Sobre a tarefa: Indique se cada afirmação está de acordo com o texto sobre a história política portuguesa de 1900 a 1948, respondendo sim ou não e citando literalmente as palavras do texto que decidem a questão: (a) a monarquia derrubada em 1910 é descrita como um regime moderno; (b) a série pretende apresentar apenas um relato de factos; (c) as igrejas protestantes não foram atingidas pela nova política do Estado.

Texto apresentado:
►

Com a série de posts agora publicados, cobrindo os anos de 1900 a 1910, o L&LP iniciou uma revista sobre a primeira metade do século XX português (mais propriamente, sobre os anos decisivos de 1900 a 1948). Esta revisitação do nosso passado pretende ser um contributo para a reflexão desapaixonada sobre a nossa história política, evitando as arrumações simplistas em "esquerda" e "direita" ou em "dois Portugais", que, acreditamos, apenas distorcem a compreensão do passado e tornam o presente incompreensível.
Esta série não pretende, no entanto, apresentar um mero relato de "factos". Sem ser muito assertiva, a narração que aqui se faz tem uma linha de análise que se pode ir percebendo ao longo dos posts e, por isso, não nega que apresenta uma visão própria dos acontecimentos (como qualquer relato sobre o passado, assumidamente ou não, sempre faz).
Eis a linha de análise do L&LP:
a) A monarquia constitucional que foi derrubada em 1910 era um regime "moderno", com amplas liberdades civis e políticas que não se distinguiam muito daquilo que caracteriza o actual regime português;
b) O País vivia ainda, no princípio do século XX, na "ressaca" da crise financeira de 1891, com uma estagnação económica que, a partir de 1902 (com a renegociação da dívida) podia ser desbloqueada; os governos desta época mostraram uma capacidade considerável de reequilibrar as finanças públicas e refortalecer a moeda portuguesa.
c) O partido republicano era uma facção radical sem grande expressão eleitoral e só se tornou uma força decisiva dada a desagregação dos dois grandes partidos constitucionais, cujas facções o utilizaram nas suas contendas, fortalecendo-o politicamente.
d) O partido republicano chegou ao poder com um golpe de estado violento, poucos meses depois de umas eleições legislativas tão ou mais livres do que as realizadas depois de 1910 (e, pelo menos, com um direito de sufrágio mais alargado do que o da I República) e nas quais continuou a ser um partido com a expressão parlamentar que, por exemplo, tem hoje o Bloco de Esquerda.
e) A "separação" do Estado e da Igreja de 1911 foi, na realidade, a continuação de uma grande interferência política na vida institucional da Igreja (que acontecera desde a instauração da monarquia constitucional), mas agora sob um Estado que se dizia laico e que tinha uma política activa de impedir a expressão pública ou educativa de qualquer religião (as igrejas protestantes, por exemplo, que a monarquia constitucional tolerara, foram igualmente afectadas por esta nova política).

◄

Conteúdo dos dados:
►

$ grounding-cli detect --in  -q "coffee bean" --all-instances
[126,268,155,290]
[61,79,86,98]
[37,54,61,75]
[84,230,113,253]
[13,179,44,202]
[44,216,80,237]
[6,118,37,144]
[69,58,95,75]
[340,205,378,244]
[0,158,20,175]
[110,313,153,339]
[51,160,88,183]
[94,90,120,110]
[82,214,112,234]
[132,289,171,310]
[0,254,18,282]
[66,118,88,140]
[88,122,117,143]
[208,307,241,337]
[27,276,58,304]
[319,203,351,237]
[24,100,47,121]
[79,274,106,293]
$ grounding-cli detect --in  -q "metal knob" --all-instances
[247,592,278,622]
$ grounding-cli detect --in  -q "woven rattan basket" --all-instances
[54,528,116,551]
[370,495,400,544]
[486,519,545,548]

◄

Resposta abaixo:
(a) Sim: «A monarquia constitucional que foi derrubada em 1910 era um regime "moderno"»
(b) Não: «Esta série não pretende, no entanto, apresentar um mero relato de "factos"»
(c) Não: «as igrejas protestantes, por exemplo, que a monarquia constitucional tolerara, foram igualmente afectadas por esta nova política»